0

I would like to transform certain columns with a specific string code to a factor in the same data.frame. However, I am stymied by the initial task of passing the data.frame column reference to my function. Working from examples here and its linked pages, I believe the following should work:

#feed string to function

set.seed(42)
df <- data.frame(
chr1 = sample(letters[1:4], 10, T),
chr2 = sample(letters[4:7], 10, T), 
stringsAsFactors = F
)

tofactor <- function(dat,column) {
  dat[,column] <- as.factor(dat[,column])
}

tofactor(df, "chr1")
typeof(df$chr1)

However, the result of this operation is persistence of string encoding for df$chr1. I have also tried a reference using a double square brackets approach without success.

Thanks for your assistance.

rawr
  • 19,873
  • 4
  • 42
  • 74
Todd D
  • 233
  • 1
  • 13
  • add `dat` as the final line in your function – rawr Jul 11 '17 at 21:34
  • Previous poster is incorrect; your function is fine. Your problem is that you don't assign the result of the `tofactor` function to anything. Use `df$chr1 – cmaher Jul 11 '17 at 21:37
  • 2
    previous poster's advice is silly; my way is better – rawr Jul 11 '17 at 21:41
  • Why doesn't the single line of the function accomplish the intended replacement? – Todd D Jul 11 '17 at 21:47
  • it _does_ do the replacement, but your function is returning the value that is returned by `\`[ – rawr Jul 11 '17 at 22:01
  • @Todd You should spend some time to study scoping in R. Changes inside a function (usually, with few special exceptions that you normally should avoid) don't affect objects outside a function. You should return the changed data.frame and assign it to the original data.frame. – Roland Jul 11 '17 at 22:05
  • My plan was to place the column names in a vector and then `apply()` for each value in the vector. Based on these comments, it would seem this strategy may not work. – Todd D Jul 11 '17 at 22:27

3 Answers3

0

The function is working fine, all you need to do is assign the output to the original (or a new df).

++++++

**Required actions:**
1 - Summarize the R factor-conversion thread in two sentences.
2 - Continue the R factor-conversion thread after its final sentence.

**Information provided:**
++++++

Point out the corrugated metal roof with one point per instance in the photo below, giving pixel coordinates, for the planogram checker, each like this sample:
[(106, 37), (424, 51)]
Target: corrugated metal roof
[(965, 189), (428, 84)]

++++++

**Answers to the tasks:**
1 - A user wants to turn selected data.frame columns into factors with a function, but after calling `tofactor(df, "chr1")` the column keeps its string encoding. Commenters explain that the function does make the replacement, but changes inside a function don't affect objects outside it, so the changed data.frame should be returned and assigned to the original.

2 -
df <- tofactor(df, "chr1")

If you run str(tofactor(df,"chr1")) you get the return:

Factor w/ 4 levels "a","b","c","d": 4 4 2 4 3 3 3 1 3 3

Mako212
  • 6,318
  • 1
  • 16
  • 32
0

Another way is to use mutate_at and specify the variables inside of var:

library(dplyr)

df <- data.frame(
  chr1 = sample(letters[1:4], 10, T),
  chr2 = sample(letters[4:7], 10, T), 
  stringsAsFactors = F
)

df2 <- df %>% 
 mutate_at(vars(chr1), as.factor)

class(df2$chr1) #[1] "factor"
roarkz
  • 759
  • 8
  • 20
0

After understanding scope better and direction to assign() from a colleague, I've arrived at:

set.seed(42)
df <- data.frame(
  chr1 = sample(letters[1:4], 10, T),
  chr2 = sample(letters[4:7], 10, T), 
  stringsAsFactors = F
)

tofactor <- function(dat,column) {
  dat[,column] <- as.factor(dat[,column])
  assign("df",dat, envir = .GlobalEnv)
}

tofactor(df, "chr1")
typeof(df$chr1)

This solution handles the replacement in the function, which allows for repeated use without having to assign the output in an additional step.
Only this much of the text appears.